==== Records for the task ====

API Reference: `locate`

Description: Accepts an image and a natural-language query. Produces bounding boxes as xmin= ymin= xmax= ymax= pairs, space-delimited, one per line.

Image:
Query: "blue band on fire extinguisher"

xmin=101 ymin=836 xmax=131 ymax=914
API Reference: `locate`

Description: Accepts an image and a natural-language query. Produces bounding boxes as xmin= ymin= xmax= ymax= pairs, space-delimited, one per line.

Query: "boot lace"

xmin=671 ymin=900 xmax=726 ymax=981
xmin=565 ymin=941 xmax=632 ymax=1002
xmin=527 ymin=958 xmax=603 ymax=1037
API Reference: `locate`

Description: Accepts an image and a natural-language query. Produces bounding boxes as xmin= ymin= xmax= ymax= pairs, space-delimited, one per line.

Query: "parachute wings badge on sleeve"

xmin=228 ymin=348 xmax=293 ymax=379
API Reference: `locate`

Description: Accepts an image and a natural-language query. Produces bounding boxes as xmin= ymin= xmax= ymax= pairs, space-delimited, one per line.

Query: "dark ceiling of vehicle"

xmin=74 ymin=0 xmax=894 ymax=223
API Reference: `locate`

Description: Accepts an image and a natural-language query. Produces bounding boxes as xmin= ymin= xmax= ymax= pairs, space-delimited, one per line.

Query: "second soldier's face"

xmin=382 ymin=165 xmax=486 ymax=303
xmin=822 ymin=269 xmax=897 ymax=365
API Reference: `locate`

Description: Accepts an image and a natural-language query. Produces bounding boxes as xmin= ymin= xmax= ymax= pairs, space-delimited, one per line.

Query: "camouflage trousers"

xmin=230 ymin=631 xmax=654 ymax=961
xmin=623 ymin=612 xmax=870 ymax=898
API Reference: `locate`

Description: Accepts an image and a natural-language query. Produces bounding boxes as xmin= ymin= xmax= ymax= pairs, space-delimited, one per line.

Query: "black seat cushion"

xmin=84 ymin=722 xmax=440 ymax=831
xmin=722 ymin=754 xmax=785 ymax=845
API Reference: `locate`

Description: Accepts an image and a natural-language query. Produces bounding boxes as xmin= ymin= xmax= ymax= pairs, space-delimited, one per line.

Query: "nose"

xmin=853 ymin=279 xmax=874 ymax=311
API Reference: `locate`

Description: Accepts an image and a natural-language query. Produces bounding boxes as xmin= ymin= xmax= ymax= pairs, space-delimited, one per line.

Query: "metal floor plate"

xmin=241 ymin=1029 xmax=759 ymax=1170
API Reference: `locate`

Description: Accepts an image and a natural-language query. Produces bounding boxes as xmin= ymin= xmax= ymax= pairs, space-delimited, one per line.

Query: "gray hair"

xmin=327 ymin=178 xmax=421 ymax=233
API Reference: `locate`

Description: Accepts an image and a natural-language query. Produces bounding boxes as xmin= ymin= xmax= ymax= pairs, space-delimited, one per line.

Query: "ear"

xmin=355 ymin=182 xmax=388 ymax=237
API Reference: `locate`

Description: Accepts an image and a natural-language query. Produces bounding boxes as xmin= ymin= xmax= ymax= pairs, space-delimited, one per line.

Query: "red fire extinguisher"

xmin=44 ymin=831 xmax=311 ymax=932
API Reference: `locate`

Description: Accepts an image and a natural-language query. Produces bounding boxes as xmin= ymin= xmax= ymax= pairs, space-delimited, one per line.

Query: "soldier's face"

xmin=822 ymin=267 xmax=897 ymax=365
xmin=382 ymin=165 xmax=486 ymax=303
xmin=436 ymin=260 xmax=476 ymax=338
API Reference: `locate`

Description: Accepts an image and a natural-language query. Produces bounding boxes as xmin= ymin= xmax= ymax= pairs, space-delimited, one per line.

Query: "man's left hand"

====

• _Objective_
Turn every line of the records into a Markdown table with the columns "Row" and "Line", giving each nonblank line its own numbered row and leaving out blank lines.

• _Expected answer_
| Row | Line |
|---|---|
| 1 | API Reference: `locate` |
| 2 | Description: Accepts an image and a natural-language query. Produces bounding boxes as xmin= ymin= xmax= ymax= pairs, space-delimited, one per line. |
| 3 | Image: |
| 4 | Query: "blue band on fire extinguisher" |
| 5 | xmin=101 ymin=836 xmax=131 ymax=914 |
| 6 | API Reference: `locate` |
| 7 | Description: Accepts an image and a natural-language query. Produces bounding boxes as xmin= ymin= xmax= ymax= pairs, space-delimited, one per line. |
| 8 | Query: "boot lace" |
| 9 | xmin=671 ymin=900 xmax=726 ymax=981 |
| 10 | xmin=565 ymin=941 xmax=632 ymax=1002 |
| 11 | xmin=527 ymin=958 xmax=603 ymax=1037 |
| 12 | API Reference: `locate` |
| 13 | Description: Accepts an image and a natural-language query. Produces bounding boxes as xmin= ymin= xmax= ymax= pairs, space-delimited, one per line. |
| 14 | Query: "parachute wings badge on sleeve" |
| 15 | xmin=228 ymin=348 xmax=293 ymax=379 |
| 16 | API Reference: `locate` |
| 17 | Description: Accepts an image and a natural-language query. Produces bounding boxes as xmin= ymin= xmax= ymax= pairs, space-delimited, one per line. |
| 18 | Query: "dark ceiling of vehicle" |
| 19 | xmin=74 ymin=0 xmax=894 ymax=223 |
| 20 | API Reference: `locate` |
| 21 | Description: Accepts an image and a natural-language query. Produces bounding boxes as xmin= ymin= xmax= ymax= pairs, space-delimited, one per line. |
| 22 | Query: "second soldier's face" |
| 23 | xmin=382 ymin=165 xmax=486 ymax=303 |
| 24 | xmin=822 ymin=269 xmax=897 ymax=365 |
| 25 | API Reference: `locate` |
| 26 | Description: Accepts an image and a natural-language query. Produces bounding boxes as xmin= ymin= xmax= ymax= pairs, space-delimited, one per line. |
| 27 | Query: "camouflage trousers" |
| 28 | xmin=230 ymin=631 xmax=654 ymax=961 |
| 29 | xmin=623 ymin=612 xmax=870 ymax=898 |
| 30 | API Reference: `locate` |
| 31 | Description: Accepts an image and a natural-language query. Produces bounding boxes as xmin= ymin= xmax= ymax= pairs, space-delimited, one per line. |
| 32 | Query: "black seat cushion" |
| 33 | xmin=84 ymin=722 xmax=440 ymax=831 |
| 34 | xmin=722 ymin=754 xmax=785 ymax=845 |
| 35 | API Reference: `locate` |
| 36 | Description: Accepts an image and a natural-language query. Produces bounding boxes as xmin= ymin= xmax= ymax= pairs, space-delimited, one per line. |
| 37 | Query: "nose" |
| 38 | xmin=853 ymin=279 xmax=874 ymax=311 |
| 39 | API Reference: `locate` |
| 40 | Description: Accepts an image and a natural-language query. Produces bounding boxes as xmin= ymin= xmax= ymax= pairs, space-delimited, one per line. |
| 41 | Query: "metal floor plate" |
| 42 | xmin=241 ymin=1029 xmax=759 ymax=1170 |
| 43 | API Reference: `locate` |
| 44 | Description: Accepts an image and a natural-language query. Produces bounding boxes as xmin= ymin= xmax= ymax= pairs, space-delimited, one per line. |
| 45 | Query: "gray hair" |
| 46 | xmin=327 ymin=178 xmax=421 ymax=233 |
| 47 | API Reference: `locate` |
| 48 | Description: Accepts an image and a natural-language query. Produces bounding boxes as xmin= ymin= xmax= ymax= pairs, space-delimited, one per line. |
| 49 | Query: "ear" |
| 50 | xmin=355 ymin=182 xmax=388 ymax=237 |
| 51 | API Reference: `locate` |
| 52 | Description: Accepts an image and a natural-language query. Produces bounding boxes as xmin= ymin= xmax= ymax= pairs, space-delimited, one per line. |
| 53 | Query: "red fire extinguisher" |
| 54 | xmin=44 ymin=831 xmax=311 ymax=932 |
| 55 | API Reference: `locate` |
| 56 | Description: Accepts an image and a natural-language query. Produces bounding boxes as xmin= ymin= xmax= ymax= pairs, space-delimited, one per line. |
| 57 | Query: "soldier's face" |
| 58 | xmin=822 ymin=267 xmax=897 ymax=365 |
| 59 | xmin=382 ymin=165 xmax=486 ymax=303 |
| 60 | xmin=436 ymin=260 xmax=476 ymax=338 |
| 61 | API Reference: `locate` |
| 62 | Description: Accepts an image and a natural-language query. Produces bounding boxes as xmin= ymin= xmax= ymax= pairs, space-delimited, one per line. |
| 63 | Query: "man's left hand" |